Travail demandé:
1 – D'après le texte à lire, quel thème la Fédération baptiste a-t-elle retenu pour son année ?
2 – Relevez tous les pays que le texte à lire mentionne comme lieux de conflits récents.

Texte à lire:
Personnellement, je n’ai jamais connu, jusqu’à présent, la triste expérience de déambuler au travers de ruines et de décombres. De par ma visite dans le village dévasté et conservé en l’état d’Oradour-sur-Glane dont nous venons de rappeler l’épouvantable 75ème anniversaire, je soupçonne un sentiment traumatisant et une impression de désespérance. Les récentes manifestations autour des deux grandes guerres mondiales du siècle passé ont permis de nous rappeler les méfaits de la guerre, si besoin était… Comme moi, vous n’avez sûrement pas échappé, au détour de reportages télévisés ou d’articles sur le sujet, à la vision de ces villes et villages déchiquetés par les bombes et obus des belligérants de tous bords. Et que dire, des bien douloureuses images sur la Syrie, sur le Soudan, sur le Mali ou d’autres lieux de conflits récents.

Le prophète Esaïe a peut-être connu la tristesse et l’angoisse de cheminer au milieu des ruines et des décombres de son peuple Israël. Il sait, en tout cas, en faire état. Néanmoins, à plusieurs reprises, alors qu’Esaïe parle de ruines, l’Esprit du Seigneur qui inspire ses paroles laisse entrevoir des rais de lumière dans les ténèbres de la misère humaine. Au cœur de la dévastation, pointe une timide mais sûre parole d’espérance. Laissons-nous interpeller par cette parole qui a inspiré le thème de notre année à la Fédération baptiste : “Une Église qui résonne dans la Cité”. C’est au chapitre 61 du livre du Prophète Esaïe, les versets 1 à 4 ; nous nous arrêterons en particulier sur le verset 4 !

Extraits des lignes:
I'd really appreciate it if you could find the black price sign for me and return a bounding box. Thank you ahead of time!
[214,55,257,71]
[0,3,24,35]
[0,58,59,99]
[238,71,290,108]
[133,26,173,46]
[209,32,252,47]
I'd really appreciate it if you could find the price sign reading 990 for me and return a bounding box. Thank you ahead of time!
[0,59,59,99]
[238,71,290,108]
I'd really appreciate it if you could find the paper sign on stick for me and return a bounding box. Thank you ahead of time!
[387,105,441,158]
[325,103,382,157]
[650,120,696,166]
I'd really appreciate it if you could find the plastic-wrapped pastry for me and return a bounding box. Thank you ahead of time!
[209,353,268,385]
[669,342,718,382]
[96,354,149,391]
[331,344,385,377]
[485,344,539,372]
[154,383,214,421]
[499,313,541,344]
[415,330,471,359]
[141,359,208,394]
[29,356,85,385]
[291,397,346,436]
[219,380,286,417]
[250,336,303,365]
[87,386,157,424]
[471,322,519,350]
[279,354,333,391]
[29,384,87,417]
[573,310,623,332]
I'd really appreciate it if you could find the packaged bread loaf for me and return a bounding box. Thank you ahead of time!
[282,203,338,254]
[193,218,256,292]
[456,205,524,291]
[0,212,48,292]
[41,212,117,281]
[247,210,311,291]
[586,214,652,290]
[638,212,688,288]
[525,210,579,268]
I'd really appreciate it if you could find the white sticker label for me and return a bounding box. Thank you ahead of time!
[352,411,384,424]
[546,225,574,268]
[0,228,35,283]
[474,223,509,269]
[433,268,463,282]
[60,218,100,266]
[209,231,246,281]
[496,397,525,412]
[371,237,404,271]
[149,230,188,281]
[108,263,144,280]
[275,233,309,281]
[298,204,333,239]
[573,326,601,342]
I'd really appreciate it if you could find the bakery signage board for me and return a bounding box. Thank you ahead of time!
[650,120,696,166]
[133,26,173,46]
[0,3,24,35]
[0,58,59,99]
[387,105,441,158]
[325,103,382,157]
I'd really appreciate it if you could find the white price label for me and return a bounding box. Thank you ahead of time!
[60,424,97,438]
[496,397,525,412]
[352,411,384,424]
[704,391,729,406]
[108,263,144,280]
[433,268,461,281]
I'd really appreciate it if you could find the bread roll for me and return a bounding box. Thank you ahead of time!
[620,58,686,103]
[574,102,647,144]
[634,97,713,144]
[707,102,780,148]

Résultats de l'exercice:
1 – « Une Église qui résonne dans la Cité ».

2 – La Syrie, le Soudan, le Mali.